■ **TASK TO CARRY OUT**:
Rewrite all of the data below with "with one point" changed to "with a single point" wherever it occurs, keeping everything else the same. Omit the pictures from your output.

■ **DATA IN THIS EXERCISE**:
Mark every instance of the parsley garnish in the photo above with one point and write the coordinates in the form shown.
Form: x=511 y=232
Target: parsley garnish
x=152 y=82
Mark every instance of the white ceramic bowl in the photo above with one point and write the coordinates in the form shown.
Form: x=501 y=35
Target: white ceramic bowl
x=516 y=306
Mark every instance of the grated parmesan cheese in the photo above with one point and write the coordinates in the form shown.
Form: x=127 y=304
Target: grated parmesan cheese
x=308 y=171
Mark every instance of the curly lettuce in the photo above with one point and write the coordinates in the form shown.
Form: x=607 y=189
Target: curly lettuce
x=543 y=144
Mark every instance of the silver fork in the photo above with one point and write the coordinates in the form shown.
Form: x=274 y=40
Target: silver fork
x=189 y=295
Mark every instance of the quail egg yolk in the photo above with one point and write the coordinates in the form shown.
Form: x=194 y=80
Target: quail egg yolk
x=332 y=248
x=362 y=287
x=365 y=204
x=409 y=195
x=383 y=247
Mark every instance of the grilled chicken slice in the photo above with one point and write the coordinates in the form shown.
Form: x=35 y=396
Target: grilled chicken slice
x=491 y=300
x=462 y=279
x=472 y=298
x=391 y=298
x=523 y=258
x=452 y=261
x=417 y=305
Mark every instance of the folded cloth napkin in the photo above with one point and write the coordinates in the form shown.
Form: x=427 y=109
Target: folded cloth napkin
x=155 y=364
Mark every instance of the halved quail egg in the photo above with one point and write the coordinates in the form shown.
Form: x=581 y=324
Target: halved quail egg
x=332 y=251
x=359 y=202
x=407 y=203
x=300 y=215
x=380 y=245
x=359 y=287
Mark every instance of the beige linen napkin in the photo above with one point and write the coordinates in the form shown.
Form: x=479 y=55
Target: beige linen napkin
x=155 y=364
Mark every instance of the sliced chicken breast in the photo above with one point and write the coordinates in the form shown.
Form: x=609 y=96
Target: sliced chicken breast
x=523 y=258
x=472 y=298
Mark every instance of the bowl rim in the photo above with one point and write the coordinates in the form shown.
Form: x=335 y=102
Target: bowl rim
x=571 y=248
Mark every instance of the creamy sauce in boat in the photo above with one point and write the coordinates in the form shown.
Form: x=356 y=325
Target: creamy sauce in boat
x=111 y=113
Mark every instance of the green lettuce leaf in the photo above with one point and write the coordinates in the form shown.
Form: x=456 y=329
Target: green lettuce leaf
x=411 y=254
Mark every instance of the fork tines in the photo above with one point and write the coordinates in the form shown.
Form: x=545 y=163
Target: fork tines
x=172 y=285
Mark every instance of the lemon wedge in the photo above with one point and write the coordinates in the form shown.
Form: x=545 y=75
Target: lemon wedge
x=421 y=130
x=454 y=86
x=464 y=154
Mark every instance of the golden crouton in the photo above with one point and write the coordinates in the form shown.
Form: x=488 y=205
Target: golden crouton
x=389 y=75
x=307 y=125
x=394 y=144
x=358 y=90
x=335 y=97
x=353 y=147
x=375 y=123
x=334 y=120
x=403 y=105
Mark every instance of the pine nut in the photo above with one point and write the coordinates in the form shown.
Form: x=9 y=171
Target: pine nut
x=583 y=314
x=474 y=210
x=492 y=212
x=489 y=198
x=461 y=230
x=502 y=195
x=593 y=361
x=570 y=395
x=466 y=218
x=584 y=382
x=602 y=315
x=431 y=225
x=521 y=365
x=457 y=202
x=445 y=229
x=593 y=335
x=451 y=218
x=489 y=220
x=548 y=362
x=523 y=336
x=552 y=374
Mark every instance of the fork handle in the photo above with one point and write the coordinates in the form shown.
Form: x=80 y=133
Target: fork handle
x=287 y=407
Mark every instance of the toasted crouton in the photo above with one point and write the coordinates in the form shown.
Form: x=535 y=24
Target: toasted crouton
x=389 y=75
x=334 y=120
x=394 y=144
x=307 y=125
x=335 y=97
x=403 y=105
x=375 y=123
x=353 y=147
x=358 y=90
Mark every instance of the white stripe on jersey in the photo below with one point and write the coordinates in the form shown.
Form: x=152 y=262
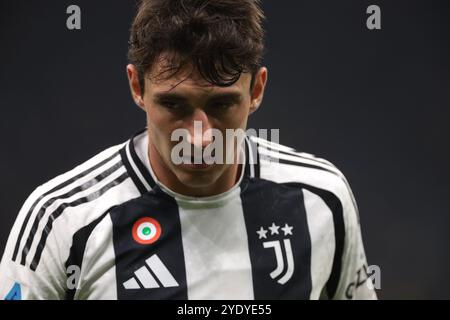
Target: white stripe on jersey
x=333 y=171
x=275 y=146
x=216 y=250
x=74 y=218
x=323 y=246
x=57 y=202
x=134 y=166
x=99 y=264
x=46 y=187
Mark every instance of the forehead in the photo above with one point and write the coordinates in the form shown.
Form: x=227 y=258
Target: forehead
x=189 y=82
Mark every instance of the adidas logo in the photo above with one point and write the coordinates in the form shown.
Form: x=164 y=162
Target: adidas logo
x=146 y=276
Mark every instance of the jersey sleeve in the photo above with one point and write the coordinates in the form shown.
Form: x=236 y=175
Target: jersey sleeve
x=355 y=282
x=20 y=282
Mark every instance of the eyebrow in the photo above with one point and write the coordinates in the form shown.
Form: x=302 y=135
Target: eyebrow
x=172 y=96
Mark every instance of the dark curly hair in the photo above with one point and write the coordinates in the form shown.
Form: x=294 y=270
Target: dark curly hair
x=220 y=39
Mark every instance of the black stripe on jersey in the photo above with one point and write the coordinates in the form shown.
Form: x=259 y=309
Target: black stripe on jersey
x=78 y=248
x=247 y=171
x=293 y=152
x=123 y=153
x=335 y=205
x=308 y=165
x=266 y=203
x=167 y=249
x=40 y=214
x=49 y=225
x=141 y=167
x=58 y=187
x=252 y=159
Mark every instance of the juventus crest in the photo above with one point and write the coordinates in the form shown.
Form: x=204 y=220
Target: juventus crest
x=278 y=247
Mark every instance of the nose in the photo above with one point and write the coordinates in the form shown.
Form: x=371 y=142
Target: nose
x=200 y=129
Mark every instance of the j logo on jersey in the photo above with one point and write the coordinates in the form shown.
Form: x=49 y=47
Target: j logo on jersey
x=278 y=247
x=146 y=230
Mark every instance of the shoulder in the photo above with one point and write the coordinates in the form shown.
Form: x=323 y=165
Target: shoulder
x=283 y=164
x=59 y=208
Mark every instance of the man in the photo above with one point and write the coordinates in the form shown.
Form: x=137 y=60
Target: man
x=134 y=222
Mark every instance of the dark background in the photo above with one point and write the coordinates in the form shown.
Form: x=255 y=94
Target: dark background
x=375 y=103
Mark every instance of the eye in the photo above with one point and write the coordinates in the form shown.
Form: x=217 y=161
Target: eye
x=222 y=105
x=170 y=105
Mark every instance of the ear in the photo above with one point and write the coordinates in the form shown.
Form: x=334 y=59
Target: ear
x=135 y=87
x=258 y=89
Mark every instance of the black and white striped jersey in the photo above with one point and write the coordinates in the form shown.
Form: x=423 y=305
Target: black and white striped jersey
x=107 y=229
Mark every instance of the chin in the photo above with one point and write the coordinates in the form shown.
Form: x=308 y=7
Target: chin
x=197 y=178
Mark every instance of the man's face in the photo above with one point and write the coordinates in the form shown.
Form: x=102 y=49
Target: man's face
x=177 y=102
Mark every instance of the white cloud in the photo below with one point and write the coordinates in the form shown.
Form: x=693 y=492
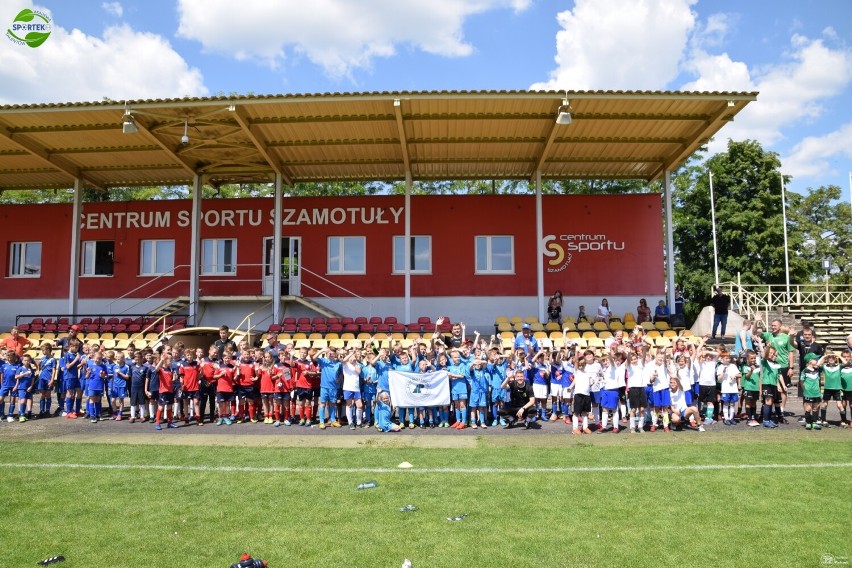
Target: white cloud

■ **RESULT FOR THIS EXERCISE**:
Mark every instance of the parsley garnish in the photo above with a single point and write the coordinates in the form shown.
Form: x=511 y=232
Target: parsley garnish
x=152 y=82
Mark every instance of the white ceramic bowl in the photo above with a single point and write the coordinates in the form shown.
Form: x=501 y=35
Target: white ceramic bowl
x=516 y=306
Mark every instance of the grated parmesan cheese in the photo above with a single point and write the coordinates in the form shown.
Form: x=127 y=304
Target: grated parmesan cheese
x=308 y=171
Mark every instance of the curly lettuce in the photo above with a single point and write the coordinates in the form shown.
Form: x=607 y=189
Target: curly lettuce
x=543 y=144
Mark every instance of the silver fork in the photo above with a single point and write the coordinates in the form shown.
Form: x=274 y=40
Target: silver fork
x=189 y=295
Mark every instance of the quail egg yolk in the photo above with a single point and write the coordinates in the form shown.
Form: x=194 y=80
Target: quail egg yolk
x=332 y=248
x=362 y=287
x=365 y=204
x=409 y=195
x=383 y=247
Mark every instance of the grilled chicken slice in the photo above with a single point and write the coordinates in the form shown.
Form: x=35 y=396
Target: grilled chicken slice
x=491 y=300
x=462 y=279
x=472 y=298
x=391 y=298
x=523 y=258
x=452 y=261
x=417 y=305
Mark every instance of the folded cloth napkin in the photo above with a single point and write the coordinates in the form shown.
Form: x=427 y=109
Target: folded cloth napkin
x=155 y=364
Mark every instance of the halved quail egg in the photo above with a single point and write the coordinates in the form shown.
Form: x=581 y=324
Target: halved quail egg
x=332 y=251
x=359 y=202
x=407 y=203
x=300 y=215
x=380 y=245
x=359 y=287
Mark every instance of the beige linen napkin in the photo above with a single point and write the coordinates in the form shown.
Form: x=479 y=55
Target: beige linen napkin
x=155 y=364
Mark every instance of the sliced chicken breast in the photo above with a single point and write the coordinates in the form shown.
Form: x=609 y=96
Target: sliced chicken breast
x=523 y=258
x=472 y=298
Mark every instance of the bowl rim in the photo above with a single point and write the coordinates in the form shown.
Form: x=335 y=102
Target: bowl rim
x=571 y=248
Mark every instance of the creamy sauce in boat in the photo above with a single point and write the coordinates in the form shown.
Form: x=356 y=325
Target: creamy sauce in boat
x=111 y=113
Mark every instance of the green lettuce leaf in the photo above with a single point and write the coordinates in the form shown.
Form: x=456 y=329
Target: green lettuce leaf
x=411 y=254
Mark every instance of the fork tines in the photo above with a single point and write the coordinates in the form shown.
Form: x=545 y=163
Target: fork tines
x=172 y=285
Mark every instance of the lemon wedge in the photo above with a single point and write the coordinates in the form shown.
Form: x=545 y=75
Target: lemon wedge
x=421 y=130
x=454 y=86
x=464 y=154
Mark every instance of the golden crouton in the photo above with a single point and write the coordinates in the form shown.
Form: x=488 y=205
Target: golden crouton
x=389 y=75
x=307 y=125
x=394 y=144
x=358 y=90
x=335 y=97
x=353 y=147
x=375 y=123
x=334 y=120
x=403 y=105
Mark every instance of the pine nut in the photo above with a single point and write the coordinates in the form shown.
Form: x=9 y=171
Target: pine nut
x=583 y=314
x=474 y=210
x=492 y=212
x=489 y=198
x=461 y=230
x=502 y=195
x=593 y=361
x=570 y=395
x=466 y=218
x=584 y=382
x=602 y=315
x=431 y=225
x=521 y=365
x=457 y=202
x=445 y=229
x=593 y=335
x=451 y=218
x=489 y=220
x=548 y=362
x=523 y=336
x=552 y=374
Mark every instance of the fork handle in the photo above with a single point and write the coordinates in the form shown.
Form: x=80 y=133
Target: fork handle
x=287 y=407
Mark every instance of the toasted crouton in the photo above with a single point and write the coordinates in the form shown.
Form: x=535 y=24
Target: toasted crouton
x=389 y=75
x=334 y=120
x=394 y=144
x=307 y=125
x=335 y=97
x=403 y=105
x=375 y=123
x=353 y=147
x=358 y=90
Mark every instance of the white stripe on jersey in the photo below with a single point and write the coordinates in the form shown.
Form: x=152 y=262
Target: white stripe on jersey
x=333 y=171
x=275 y=146
x=216 y=250
x=74 y=218
x=323 y=246
x=57 y=202
x=134 y=166
x=99 y=264
x=46 y=187
Mark every instance of the forehead in the photo above with a single point and write the coordinates in the form shown.
Form: x=227 y=258
Target: forehead
x=189 y=82
Mark every instance of the adidas logo in the photo above with a single point and write the coordinates in the form shown.
Form: x=164 y=162
Target: adidas logo
x=146 y=276
Mark every instance of the jersey sleeve in the photo above with a single point and write the coordinates in the form shown.
Form: x=236 y=175
Target: jersey sleeve
x=355 y=282
x=20 y=282
Mark every instance of the eyebrow in the photo above with a single point and write the coordinates in the form shown.
Form: x=302 y=135
Target: eyebrow
x=172 y=96
Mark every instance of the dark curly hair in the photo above with a single point and write the coordinates in the form shown.
Form: x=294 y=270
Target: dark curly hair
x=220 y=39
Mark every instance of the black stripe on jersey in the photo above with a single point and write the coordinates in the form shown.
Form: x=259 y=309
Target: black stripe on jersey
x=78 y=248
x=247 y=171
x=293 y=152
x=123 y=153
x=335 y=205
x=308 y=165
x=266 y=203
x=167 y=249
x=40 y=214
x=49 y=225
x=141 y=167
x=58 y=187
x=252 y=159
Mark every instance of the juventus crest in the photo above with a single point and write the coordinates in the form shown.
Form: x=204 y=220
Target: juventus crest
x=278 y=247
Mark every instance of the nose in the photo above with a single point and write the coordinates in the form shown.
Form: x=371 y=142
Target: nose
x=200 y=129
Mark every instance of the j logo on jersey in the photo above with a single point and write the coordinates in the form shown.
Form: x=49 y=47
Target: j logo on jersey
x=278 y=247
x=146 y=230
Mark every instance of the shoulder in the photo above with a single point and write the coordinates in the form shown.
Form: x=323 y=165
Target: shoulder
x=283 y=164
x=59 y=208
Mark every instance of the man in the photo above with a single point and write the coordinates in the form shown.
Form: x=137 y=60
Target: man
x=134 y=222
Mark every instance of the dark background in the photo above with a single point and write the coordinates in the form shown.
Form: x=255 y=94
Target: dark background
x=375 y=103
Mark every instance of the eye in the photo above with a single point and write the coordinates in the form shown.
Form: x=217 y=161
Target: eye
x=222 y=105
x=170 y=105
Mark every instance of the ear in the photo above with a single point and write the coordinates in the form shown.
Form: x=334 y=59
Target: ear
x=135 y=87
x=258 y=89
Mark every instance of the black and white striped jersey in the photo above with a single point and write the coordinates in the form shown.
Form: x=423 y=305
Target: black and white striped jersey
x=107 y=229
Mark every instance of the chin in the photo above with a single point and write the coordinates in the form shown.
Form: x=308 y=7
Target: chin
x=197 y=178
Mark every instance of the man's face in the photo above with a single point and write the coordinates in the form shown.
Form: x=102 y=49
Target: man's face
x=177 y=102
Mark every instance of the white cloud in the photo below with a single point and write the coordinates in the form shown.
Form: x=693 y=492
Target: white cloud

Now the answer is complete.